Exercise instructions:
• A. List the three main sticking points that state leaders cite in the oxygen reform article.
• B. From the oxygen reform article, quote the stretch from "Since, the NOC" through "competitive bidding project.".
• C. Answer these questions from the oxygen reform article:
(i) Who is the executive director of the Midwest Association of Medical Equipment Services?
(ii) By what month have key legislators pledged a health reform package?
(iii) In what month did work on the NOC's revised version begin?

ATLANTA — Working against a ticking health care reform clock, members of the New Oxygen Coalition put out a revised oxygen reform plan last week, but the HME sector is still divided over some of the plan's provisions, stakeholders said Friday.

While discussion on the plan continues, said Rose Schafhauser, executive director of the seven-state Midwest Association of Medical Equipment Services, "we're getting so close to our window of time that it's basically if you support it or don't support it."

The NOC is trying to work swiftly so the plan can be transformed into legislation that would ultimately become a part of the Obama administration's overhaul of the health care system. Time is at a premium as key legislators in both the House and the Senate have pledged a health reform package by August. According to Walt Gorski, vice president of government relations for the American Association for Homecare, the NOC wants to have a final document this week "so that we can start working with our champions on the Hill."

AAHomecare formed the oxygen coalition after stakeholders balked at an initial reform plan crafted with the aid of the Council for Quality Respiratory Care. Following weeks of work that began in February, the NOC's revised version was sent to state associations for feedback from their members and detailed for attendees at Medtrade Spring in Las Vegas last month. (For an outline of that plan and a listing of NOC members, see Industry Scrambles to Unite on Oxygen Reform, March 30.)

Since, the NOC has gotten input from state associations and further changes have been made, but state leaders said there are still three main sticking points:


  • Cost reporting and how the results of a cost study would be used by various agencies, including CMS;
  • Changing the status from "supplier" to "provider;" and
  • Calling for the exemption of home oxygen from any competitive bidding project.

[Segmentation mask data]
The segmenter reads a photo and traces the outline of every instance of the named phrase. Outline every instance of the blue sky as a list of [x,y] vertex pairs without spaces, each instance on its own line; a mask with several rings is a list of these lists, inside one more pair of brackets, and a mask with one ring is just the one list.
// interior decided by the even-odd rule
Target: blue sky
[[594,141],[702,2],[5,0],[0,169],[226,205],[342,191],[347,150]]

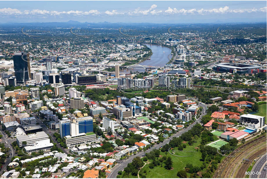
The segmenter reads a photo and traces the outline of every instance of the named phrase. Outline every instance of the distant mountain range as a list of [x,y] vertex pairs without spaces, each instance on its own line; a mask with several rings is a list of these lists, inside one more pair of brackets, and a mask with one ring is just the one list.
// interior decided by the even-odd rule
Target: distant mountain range
[[[265,23],[266,22],[254,23]],[[175,25],[178,25],[179,26],[182,25],[188,25],[188,24],[199,24],[204,25],[205,24],[226,24],[229,25],[236,25],[237,24],[251,24],[251,23],[226,23],[223,22],[218,21],[216,23],[212,23],[208,24],[207,23],[112,23],[108,22],[99,22],[94,23],[88,22],[80,22],[78,21],[75,21],[70,20],[68,22],[31,22],[31,23],[18,23],[15,22],[10,22],[0,23],[1,26],[5,27],[29,27],[29,26],[43,26],[43,27],[88,27],[91,28],[97,27],[101,28],[102,27],[107,27],[107,26],[110,27],[116,27],[117,28],[120,25],[123,26],[141,26],[147,27],[157,27],[158,26],[162,26],[163,25],[170,25],[172,26]]]

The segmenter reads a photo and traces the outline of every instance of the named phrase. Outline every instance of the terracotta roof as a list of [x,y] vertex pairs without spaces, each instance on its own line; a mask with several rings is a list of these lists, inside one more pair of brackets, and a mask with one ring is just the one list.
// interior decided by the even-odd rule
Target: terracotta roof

Task solutions:
• A.
- Cost reporting and how the results of a cost study would be used by various agencies, including CMS
- Changing the status from "supplier" to "provider"
- Calling for the exemption of home oxygen from any competitive bidding project

• B.
Since, the NOC has gotten input from state associations and further changes have been made, but state leaders said there are still three main sticking points:


  • Cost reporting and how the results of a cost study would be used by various agencies, including CMS;
  • Changing the status from "supplier" to "provider;" and
  • Calling for the exemption of home oxygen from any competitive bidding project.

• C.
(i) Rose Schafhauser
(ii) August
(iii) February